Article:

But then it just rippled out across so many other things. News organisations go down. The ability to log into a variety of things went down. So it may be that your platform itself worked, but you might have had the the Turnstile sort of capture system, which Cloudflare run, enabled, and nobody could log into the proprietary platform that you got because the Cloudflare portion, the Turnstile wasn’t working and so on.

So it just had this enormous effect. And the sort of chilling effect of that is that people then, erroneously I think, sort of view Cloudflare in some way as a bit of a, I don’t know, a giant that needs to be brought to heal in some way. You know, we can never let this happen again, there’s too much dependencies on these small group of massive organisations and what have you.

But by today, everybody’s forgotten that, you know, they kind of moved on with their lives and we’re back to what it was like on Monday. And so there’s no question in there, but I think there’s some insight that I’m sharing.

[00:17:41] Saumya Majumder: Oh yeah, absolutely. So there are a couple of very important things to understand here, right? So first of all, as you said, the people who talks about these kind of things on the social media, trust me, either they’re not engineers, senior engineers, or they don’t understand the problem.

And so these are the people who talks about this exact same thing where a few weeks back AWS went down, and then a couple of months back, GCP went down. And then they were like, well, Facebook went down, they literally just use this exact same word every single time something goes down. But things can go down. That’s like, you have to accept that and move on.

And that’s why when you get onto these enterprise deals with these big companies, they have this SLA agreement, like where they say, we grant to you, as I told you about earlier, right? So all of these companies, GCP, AWS, Cloudflare, if you are like a big enterprise customers of them, you have like an SLA agreement with them. Where they say, okay, we are going to guarantee that we’re going to give you 100% uptime, or 99.999999% uptime. And anytime they miss that mark, they have to pay back a huge sum of money as a credit to the customers saying, okay, we missed on our contract, so this is that credit back to you.

So you have to understand that anytime situation like this happen, it is not only a bad thing on the companies, on the marketing front of it, but it is also a bad thing on the financial side of things. Because you have to understand like all of these big companies, there are these smaller clients who are dealing with companies like, there are smaller clients and there are like giant clients, the enterprise customer who companies are really worried about. And for these giant clients, they have to pay huge amount of money back as credit because things didn’t come back within time. So it is not something that they are not worried about to fix immediately. They’re literally trying as hard as possible to fix that.

So that being said, now talk about the other points that you brought up, the turnstile, the WAF and the other things, right?

Information shown:

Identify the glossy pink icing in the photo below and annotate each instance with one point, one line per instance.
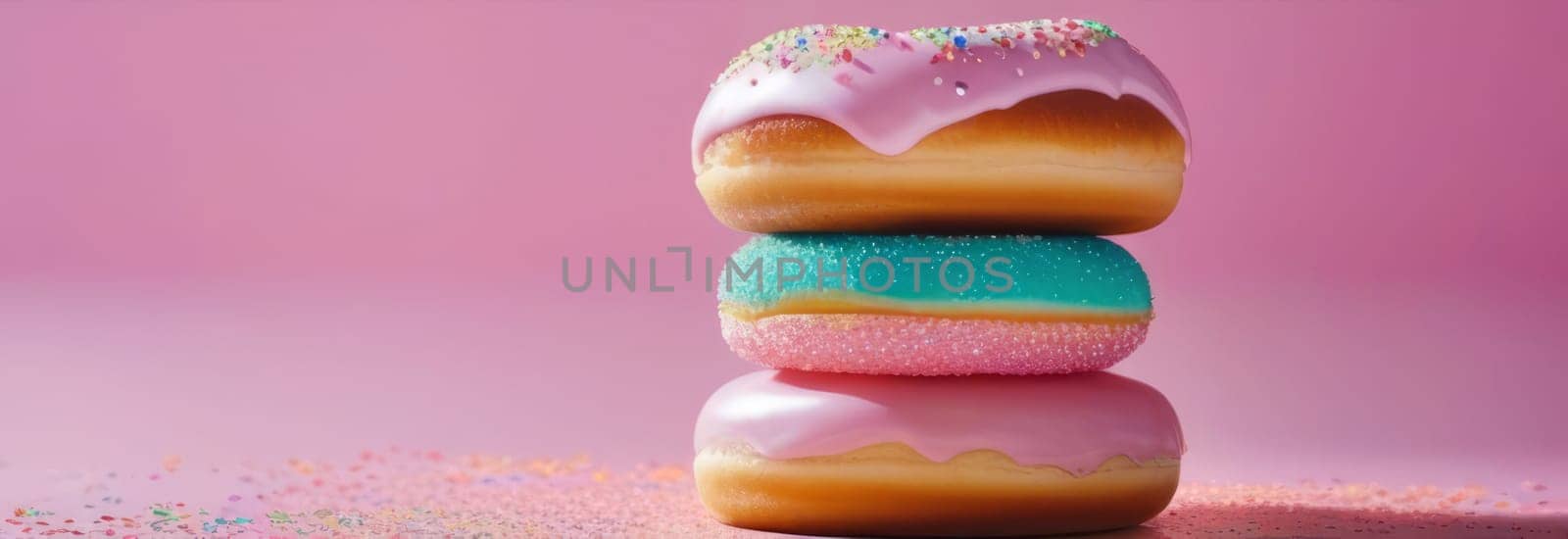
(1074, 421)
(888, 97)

==

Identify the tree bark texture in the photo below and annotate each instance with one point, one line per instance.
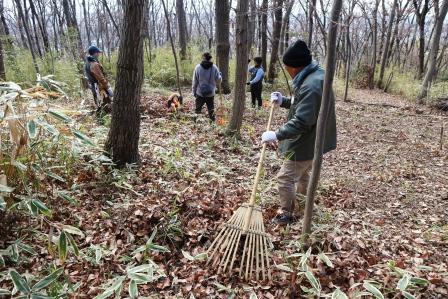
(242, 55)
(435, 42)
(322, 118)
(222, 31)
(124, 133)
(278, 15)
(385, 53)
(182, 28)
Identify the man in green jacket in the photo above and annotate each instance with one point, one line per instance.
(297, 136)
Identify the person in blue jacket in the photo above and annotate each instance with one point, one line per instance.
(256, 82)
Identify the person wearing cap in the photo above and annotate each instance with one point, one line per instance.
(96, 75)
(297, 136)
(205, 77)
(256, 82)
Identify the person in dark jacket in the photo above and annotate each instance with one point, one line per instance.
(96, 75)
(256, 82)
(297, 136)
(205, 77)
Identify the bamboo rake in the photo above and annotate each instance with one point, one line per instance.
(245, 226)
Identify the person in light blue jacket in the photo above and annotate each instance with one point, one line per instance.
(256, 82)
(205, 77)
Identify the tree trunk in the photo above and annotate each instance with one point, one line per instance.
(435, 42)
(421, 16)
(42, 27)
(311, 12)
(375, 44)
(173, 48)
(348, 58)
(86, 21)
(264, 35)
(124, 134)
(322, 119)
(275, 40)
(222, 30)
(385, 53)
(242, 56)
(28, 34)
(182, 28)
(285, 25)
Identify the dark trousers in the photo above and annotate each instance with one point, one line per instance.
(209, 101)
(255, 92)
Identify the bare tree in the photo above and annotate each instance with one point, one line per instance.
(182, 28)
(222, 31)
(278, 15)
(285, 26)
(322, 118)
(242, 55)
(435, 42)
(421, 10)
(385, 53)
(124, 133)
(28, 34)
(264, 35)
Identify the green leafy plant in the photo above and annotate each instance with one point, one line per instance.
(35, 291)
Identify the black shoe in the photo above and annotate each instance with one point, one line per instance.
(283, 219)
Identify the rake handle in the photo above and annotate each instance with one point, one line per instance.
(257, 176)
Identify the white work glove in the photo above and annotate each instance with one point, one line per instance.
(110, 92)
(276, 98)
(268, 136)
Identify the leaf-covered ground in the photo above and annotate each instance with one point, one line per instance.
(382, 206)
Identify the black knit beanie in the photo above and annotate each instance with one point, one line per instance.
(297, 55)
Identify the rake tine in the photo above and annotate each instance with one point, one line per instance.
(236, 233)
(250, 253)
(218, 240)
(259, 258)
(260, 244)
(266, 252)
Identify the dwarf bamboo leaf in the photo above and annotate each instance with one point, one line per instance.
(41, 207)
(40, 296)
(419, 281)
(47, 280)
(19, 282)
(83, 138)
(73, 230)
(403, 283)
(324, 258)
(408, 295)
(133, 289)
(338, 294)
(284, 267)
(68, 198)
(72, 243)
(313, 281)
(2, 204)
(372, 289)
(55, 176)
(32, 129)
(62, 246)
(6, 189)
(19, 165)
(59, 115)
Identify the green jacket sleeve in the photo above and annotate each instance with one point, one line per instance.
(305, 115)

The task:
From the interview transcript, list every company that Saumya Majumder names as offering SLA agreements to large enterprise customers.

Solution for this task:
- GCP
- AWS
- Cloudflare